▸ **AVAILABLE DATA**:

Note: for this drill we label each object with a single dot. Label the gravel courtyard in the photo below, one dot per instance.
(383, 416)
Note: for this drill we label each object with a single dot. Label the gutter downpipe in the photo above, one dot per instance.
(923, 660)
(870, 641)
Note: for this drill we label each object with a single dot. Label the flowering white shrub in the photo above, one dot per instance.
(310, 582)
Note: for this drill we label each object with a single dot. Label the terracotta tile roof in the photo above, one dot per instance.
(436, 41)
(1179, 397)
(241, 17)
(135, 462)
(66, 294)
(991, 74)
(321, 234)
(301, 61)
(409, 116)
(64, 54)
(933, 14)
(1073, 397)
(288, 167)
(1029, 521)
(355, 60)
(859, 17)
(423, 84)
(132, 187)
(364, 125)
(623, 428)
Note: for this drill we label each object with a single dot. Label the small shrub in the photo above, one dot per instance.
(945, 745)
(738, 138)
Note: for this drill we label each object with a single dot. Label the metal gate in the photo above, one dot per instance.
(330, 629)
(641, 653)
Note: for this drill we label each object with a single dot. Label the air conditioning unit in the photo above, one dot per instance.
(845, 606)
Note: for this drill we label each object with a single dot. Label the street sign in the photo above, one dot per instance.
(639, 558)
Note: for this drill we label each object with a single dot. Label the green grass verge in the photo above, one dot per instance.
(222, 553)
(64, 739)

▸ **REQUIRED TASK**:
Format the records above as a two-column CSV with the header row instruction,points. Give one row per record that holds its text and its answer, with each field enclosed in quotes and every line break replaced by a space.

▸ **EXPECTED ANSWER**:
instruction,points
"Note: for this drill we label each object with a single dot. Label the gravel courtyard in the photo below, one dot per instance.","(383, 416)"
"Note: for this drill we label each object with a single dot. Label the gutter downpipe in the photo above, one dot per instance.","(923, 660) (870, 641)"
"Note: for this drill we label each object with a single dot. Label the flowering white shrub in the photo above, one dot per instance.","(310, 582)"
"Note: for this drill we label each object with a single dot. Label the terracotta tile roof in the photo above, one dot per instance.","(436, 41) (1179, 397) (241, 17) (135, 462) (66, 294) (991, 74) (321, 234) (301, 61) (409, 116) (64, 54) (933, 14) (1073, 397) (288, 167) (1029, 521) (355, 60) (859, 17) (423, 84) (132, 187) (364, 125) (623, 428)"
"Note: for this drill we label each object with a single dot. Label the small shrub in the photo above, one dot per instance.","(945, 745) (738, 138)"
"Note: for this drill we label each object with a single dot. Label the metal gate in the photo above, one dot per instance.","(330, 629) (641, 653)"
"Note: for this drill we label each object with a single dot. Label the air conditioning unit in the photo above, one dot per instance.","(845, 606)"
"Note: for this drill we label each object with a single dot. Label the street sign in the photo above, one dot per instance.","(639, 558)"
"Note: for this drill we label each object with a single dot. Label the green grass verge in the photo above, one dot per instance.","(222, 553) (64, 739)"